Description of the task:
Return the listing below word for word.

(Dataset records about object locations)
+--

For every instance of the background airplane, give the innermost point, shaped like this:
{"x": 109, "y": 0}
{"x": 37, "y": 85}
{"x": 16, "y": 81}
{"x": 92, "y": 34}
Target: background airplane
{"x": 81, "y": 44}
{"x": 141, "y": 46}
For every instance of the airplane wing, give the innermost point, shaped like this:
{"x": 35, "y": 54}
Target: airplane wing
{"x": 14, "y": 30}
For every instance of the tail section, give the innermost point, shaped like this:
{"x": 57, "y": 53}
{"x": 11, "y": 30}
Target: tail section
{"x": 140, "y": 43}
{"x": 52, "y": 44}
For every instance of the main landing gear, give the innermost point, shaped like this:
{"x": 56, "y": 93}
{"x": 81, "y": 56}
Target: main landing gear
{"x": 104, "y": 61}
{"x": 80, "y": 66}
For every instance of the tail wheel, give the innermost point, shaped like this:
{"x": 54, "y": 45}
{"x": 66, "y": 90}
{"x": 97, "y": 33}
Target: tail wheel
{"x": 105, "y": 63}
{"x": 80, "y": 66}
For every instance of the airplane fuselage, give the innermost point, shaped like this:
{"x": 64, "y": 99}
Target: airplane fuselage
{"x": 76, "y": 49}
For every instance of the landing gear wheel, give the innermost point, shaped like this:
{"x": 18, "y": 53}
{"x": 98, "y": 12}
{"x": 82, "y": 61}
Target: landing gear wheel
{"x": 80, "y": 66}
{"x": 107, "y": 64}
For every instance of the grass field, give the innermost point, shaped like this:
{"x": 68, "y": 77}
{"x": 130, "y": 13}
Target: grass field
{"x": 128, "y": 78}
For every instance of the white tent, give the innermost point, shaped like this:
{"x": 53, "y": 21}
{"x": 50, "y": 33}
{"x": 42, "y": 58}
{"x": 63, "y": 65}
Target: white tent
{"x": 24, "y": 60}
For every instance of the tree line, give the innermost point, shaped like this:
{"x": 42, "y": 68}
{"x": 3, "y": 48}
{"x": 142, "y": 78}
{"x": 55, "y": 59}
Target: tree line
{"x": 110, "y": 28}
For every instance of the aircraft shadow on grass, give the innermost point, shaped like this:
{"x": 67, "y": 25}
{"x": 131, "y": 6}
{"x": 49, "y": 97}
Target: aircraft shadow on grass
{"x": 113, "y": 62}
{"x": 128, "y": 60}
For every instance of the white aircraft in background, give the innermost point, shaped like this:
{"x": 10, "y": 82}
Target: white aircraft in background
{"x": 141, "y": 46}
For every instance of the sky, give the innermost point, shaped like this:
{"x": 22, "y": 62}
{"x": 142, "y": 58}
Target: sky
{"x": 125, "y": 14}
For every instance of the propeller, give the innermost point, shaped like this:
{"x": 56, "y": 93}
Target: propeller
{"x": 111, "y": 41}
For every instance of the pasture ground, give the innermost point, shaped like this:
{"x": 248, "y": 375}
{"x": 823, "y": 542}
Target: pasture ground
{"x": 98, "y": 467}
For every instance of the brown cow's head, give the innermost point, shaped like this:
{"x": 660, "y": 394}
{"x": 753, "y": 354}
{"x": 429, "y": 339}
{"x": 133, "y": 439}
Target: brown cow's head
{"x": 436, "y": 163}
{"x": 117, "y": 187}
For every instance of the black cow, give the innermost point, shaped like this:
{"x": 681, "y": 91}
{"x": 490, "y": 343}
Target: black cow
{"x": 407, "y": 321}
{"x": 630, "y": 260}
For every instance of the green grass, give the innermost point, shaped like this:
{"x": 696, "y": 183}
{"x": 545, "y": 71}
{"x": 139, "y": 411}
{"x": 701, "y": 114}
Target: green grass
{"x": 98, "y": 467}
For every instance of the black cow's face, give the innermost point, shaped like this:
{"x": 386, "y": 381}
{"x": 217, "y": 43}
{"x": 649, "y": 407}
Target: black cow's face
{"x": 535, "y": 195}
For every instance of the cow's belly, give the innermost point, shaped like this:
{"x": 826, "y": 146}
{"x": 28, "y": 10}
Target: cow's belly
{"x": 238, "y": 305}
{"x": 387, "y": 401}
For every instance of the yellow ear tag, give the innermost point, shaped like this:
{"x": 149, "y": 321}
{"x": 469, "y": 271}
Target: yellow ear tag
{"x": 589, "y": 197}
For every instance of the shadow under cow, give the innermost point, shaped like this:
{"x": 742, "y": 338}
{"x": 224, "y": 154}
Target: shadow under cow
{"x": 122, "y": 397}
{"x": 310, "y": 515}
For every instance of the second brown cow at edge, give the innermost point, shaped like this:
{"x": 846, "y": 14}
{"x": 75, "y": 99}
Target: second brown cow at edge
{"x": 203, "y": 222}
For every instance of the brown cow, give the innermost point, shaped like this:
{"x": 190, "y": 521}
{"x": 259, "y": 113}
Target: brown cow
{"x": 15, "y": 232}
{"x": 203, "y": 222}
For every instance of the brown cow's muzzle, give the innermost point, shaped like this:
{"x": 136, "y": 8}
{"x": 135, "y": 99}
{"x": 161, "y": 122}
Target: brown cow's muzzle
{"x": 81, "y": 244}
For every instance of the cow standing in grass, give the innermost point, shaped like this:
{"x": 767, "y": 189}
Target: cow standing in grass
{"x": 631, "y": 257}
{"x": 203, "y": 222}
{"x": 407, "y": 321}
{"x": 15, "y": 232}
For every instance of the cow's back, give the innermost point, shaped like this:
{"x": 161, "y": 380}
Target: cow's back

+--

Answer to the problem:
For every instance of the background airplane, give the innermost point, shaped like this:
{"x": 109, "y": 0}
{"x": 37, "y": 85}
{"x": 16, "y": 81}
{"x": 92, "y": 34}
Target: background airplane
{"x": 81, "y": 44}
{"x": 141, "y": 46}
For every instance of the airplane wing, give the innermost point, shaped like this:
{"x": 35, "y": 54}
Target: airplane wing
{"x": 14, "y": 30}
For every instance of the tail section, give the innermost point, shaped like this:
{"x": 57, "y": 53}
{"x": 11, "y": 30}
Target: tail section
{"x": 140, "y": 43}
{"x": 52, "y": 44}
For every instance of the main landing gear, give the innermost point, shaped like this:
{"x": 56, "y": 93}
{"x": 81, "y": 56}
Target: main landing gear
{"x": 104, "y": 61}
{"x": 80, "y": 66}
For every instance of the tail wheel, give the innermost point, shaped like this:
{"x": 54, "y": 45}
{"x": 66, "y": 90}
{"x": 97, "y": 33}
Target: tail wheel
{"x": 105, "y": 63}
{"x": 80, "y": 66}
For every instance of the airplane fuselage, give the innermost point, shaped like this:
{"x": 64, "y": 99}
Target: airplane fuselage
{"x": 76, "y": 49}
For every instance of the landing gear wheel, give the innermost point, shaped like this:
{"x": 18, "y": 53}
{"x": 98, "y": 12}
{"x": 82, "y": 61}
Target: landing gear wheel
{"x": 80, "y": 66}
{"x": 107, "y": 64}
For every instance of the grass field, give the innermost point, shaped like this:
{"x": 68, "y": 77}
{"x": 130, "y": 13}
Target: grass field
{"x": 128, "y": 78}
For every instance of the white tent, give the innermost point, shaped like this:
{"x": 53, "y": 21}
{"x": 50, "y": 33}
{"x": 42, "y": 58}
{"x": 63, "y": 65}
Target: white tent
{"x": 24, "y": 60}
For every instance of the tree line, give the innermost point, shaped like this:
{"x": 42, "y": 68}
{"x": 3, "y": 48}
{"x": 142, "y": 78}
{"x": 55, "y": 59}
Target: tree line
{"x": 110, "y": 28}
For every instance of the aircraft shadow on grass, give the innermost point, shaped like this:
{"x": 67, "y": 25}
{"x": 131, "y": 6}
{"x": 49, "y": 97}
Target: aircraft shadow on grass
{"x": 113, "y": 62}
{"x": 128, "y": 60}
For every instance of the white aircraft in background, give the innermost point, shaped like this:
{"x": 10, "y": 82}
Target: white aircraft in background
{"x": 141, "y": 46}
For every instance of the sky, give the innermost point, shaped like this:
{"x": 22, "y": 62}
{"x": 142, "y": 58}
Target: sky
{"x": 125, "y": 14}
For every instance of the propeller, give the innermost point, shaped like this:
{"x": 56, "y": 93}
Target: propeller
{"x": 111, "y": 41}
For every instance of the pasture ground, give the innermost point, shaped like this:
{"x": 248, "y": 375}
{"x": 823, "y": 542}
Target: pasture ground
{"x": 98, "y": 467}
For every instance of the brown cow's head, give the innermost point, shaped like this:
{"x": 660, "y": 394}
{"x": 753, "y": 354}
{"x": 429, "y": 339}
{"x": 133, "y": 439}
Target: brown cow's head
{"x": 436, "y": 163}
{"x": 117, "y": 187}
For every instance of the black cow, give the innermost point, shaped like this:
{"x": 681, "y": 91}
{"x": 490, "y": 343}
Target: black cow
{"x": 407, "y": 321}
{"x": 630, "y": 260}
For every instance of the green grass, give the innermost point, shaped like this:
{"x": 696, "y": 183}
{"x": 545, "y": 71}
{"x": 139, "y": 411}
{"x": 701, "y": 114}
Target: green grass
{"x": 98, "y": 467}
For every instance of the black cow's face, give the innermost point, shaped like this:
{"x": 386, "y": 381}
{"x": 217, "y": 43}
{"x": 649, "y": 407}
Target: black cow's face
{"x": 535, "y": 195}
For every instance of the cow's belly, give the innermost point, shaped like this:
{"x": 826, "y": 146}
{"x": 28, "y": 10}
Target: cow's belly
{"x": 238, "y": 305}
{"x": 387, "y": 401}
For every instance of the yellow ear tag, give the innermost point, shaped like this:
{"x": 149, "y": 321}
{"x": 469, "y": 271}
Target: yellow ear tag
{"x": 589, "y": 197}
For every instance of the shadow under cow, give the innermost point, shaped like this:
{"x": 742, "y": 338}
{"x": 224, "y": 154}
Target: shadow under cow
{"x": 122, "y": 397}
{"x": 310, "y": 515}
For every instance of the second brown cow at edge, give the innermost point, shaped like this:
{"x": 846, "y": 14}
{"x": 75, "y": 99}
Target: second brown cow at edge
{"x": 203, "y": 222}
For every instance of the brown cow, give the innermost point, shaped like this:
{"x": 190, "y": 521}
{"x": 259, "y": 113}
Target: brown cow
{"x": 15, "y": 232}
{"x": 203, "y": 222}
For every instance of the brown cow's muzzle, give the innermost point, shaped like this:
{"x": 136, "y": 8}
{"x": 135, "y": 99}
{"x": 161, "y": 122}
Target: brown cow's muzzle
{"x": 81, "y": 244}
For every instance of the cow standing in grass, give the innermost point, shaped like this:
{"x": 767, "y": 189}
Target: cow standing in grass
{"x": 631, "y": 257}
{"x": 203, "y": 222}
{"x": 407, "y": 321}
{"x": 15, "y": 232}
For every instance of the cow's back, give the innermost point, shaped like this:
{"x": 161, "y": 380}
Target: cow's back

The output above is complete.